[Items from a data source]
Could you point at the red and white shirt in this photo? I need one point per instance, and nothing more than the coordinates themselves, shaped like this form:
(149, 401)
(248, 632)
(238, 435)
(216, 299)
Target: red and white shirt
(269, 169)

What to produce =
Reproduce every line of the listing above, requests included, and multiply each coordinate in the answers by 0.25, rounding to whole numbers with halves going up. Leave the numbers in the requests and their format samples as they are.

Finished answer =
Could you point at the red and white shirt in this photo? I need one point per instance, and nothing more than the coordinates themselves, shaped like this form:
(149, 401)
(248, 632)
(238, 435)
(216, 299)
Target: red and white shirt
(67, 42)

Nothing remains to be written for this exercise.